Go through the lines below and copy any that hold the string "bird".

[Dataset items]
-- Opening Marker --
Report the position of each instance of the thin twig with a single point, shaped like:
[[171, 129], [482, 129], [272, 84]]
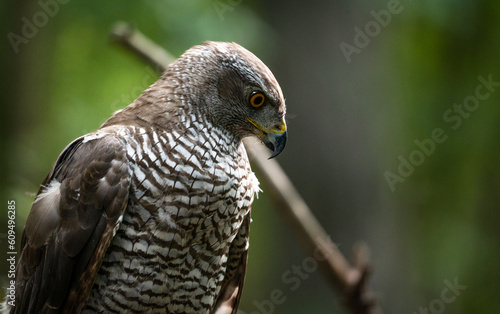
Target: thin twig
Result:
[[350, 280]]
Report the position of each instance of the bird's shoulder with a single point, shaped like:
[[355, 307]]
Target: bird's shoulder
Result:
[[71, 223]]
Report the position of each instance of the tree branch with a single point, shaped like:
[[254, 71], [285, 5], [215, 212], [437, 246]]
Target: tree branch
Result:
[[350, 280]]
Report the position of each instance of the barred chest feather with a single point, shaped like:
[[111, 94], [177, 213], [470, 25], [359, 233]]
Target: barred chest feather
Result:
[[191, 190]]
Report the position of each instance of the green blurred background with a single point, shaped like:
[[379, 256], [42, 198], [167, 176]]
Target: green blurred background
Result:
[[352, 119]]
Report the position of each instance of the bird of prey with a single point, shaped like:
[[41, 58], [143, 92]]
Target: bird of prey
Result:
[[151, 212]]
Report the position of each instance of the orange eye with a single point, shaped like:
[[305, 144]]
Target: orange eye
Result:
[[257, 99]]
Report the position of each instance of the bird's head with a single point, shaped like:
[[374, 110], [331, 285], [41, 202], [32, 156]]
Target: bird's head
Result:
[[236, 91]]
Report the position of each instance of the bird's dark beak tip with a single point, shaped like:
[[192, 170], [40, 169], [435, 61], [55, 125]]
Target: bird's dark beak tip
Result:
[[276, 143]]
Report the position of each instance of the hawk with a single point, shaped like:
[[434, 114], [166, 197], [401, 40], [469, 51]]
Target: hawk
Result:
[[151, 212]]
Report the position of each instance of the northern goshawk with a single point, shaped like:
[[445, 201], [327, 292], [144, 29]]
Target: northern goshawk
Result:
[[151, 212]]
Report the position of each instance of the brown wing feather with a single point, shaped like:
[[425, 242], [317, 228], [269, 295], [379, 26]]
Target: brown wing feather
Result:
[[230, 294], [70, 226]]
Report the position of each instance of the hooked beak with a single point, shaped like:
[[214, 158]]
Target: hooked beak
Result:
[[276, 142], [274, 139]]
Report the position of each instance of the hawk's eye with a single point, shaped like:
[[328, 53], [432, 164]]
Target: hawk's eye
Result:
[[257, 99]]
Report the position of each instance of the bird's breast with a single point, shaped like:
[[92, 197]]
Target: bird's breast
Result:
[[189, 195]]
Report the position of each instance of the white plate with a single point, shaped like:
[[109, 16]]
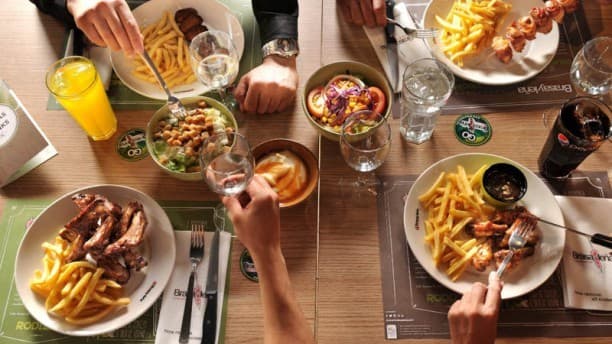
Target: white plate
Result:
[[485, 68], [143, 288], [216, 16], [534, 270]]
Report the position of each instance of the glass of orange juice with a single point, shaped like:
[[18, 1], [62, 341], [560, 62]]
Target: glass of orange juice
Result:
[[76, 85]]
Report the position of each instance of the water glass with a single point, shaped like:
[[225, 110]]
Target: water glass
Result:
[[427, 85], [76, 84], [591, 70], [581, 127]]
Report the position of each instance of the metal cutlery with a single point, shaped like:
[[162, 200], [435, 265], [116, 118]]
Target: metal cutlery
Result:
[[196, 252], [174, 104], [522, 228], [598, 238], [414, 33], [209, 326]]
-- Closing Marker --
**Result below**
Report the position of each instance of the bird's shoulder with a single point, shaped like:
Target: bird's shoulder
Report the position of each instance of the bird of prey with a single point, shaped like:
Target: bird of prey
Report the position of each instance of the bird's head with a single point, shaped like:
Target: bird's head
Report the position of each instance of the bird's dark beak tip with a single point, shaped like:
Target: bird's dark beak tip
Report the position of each instance of the bird's breast with a single point, shaped like:
Target: bird's breast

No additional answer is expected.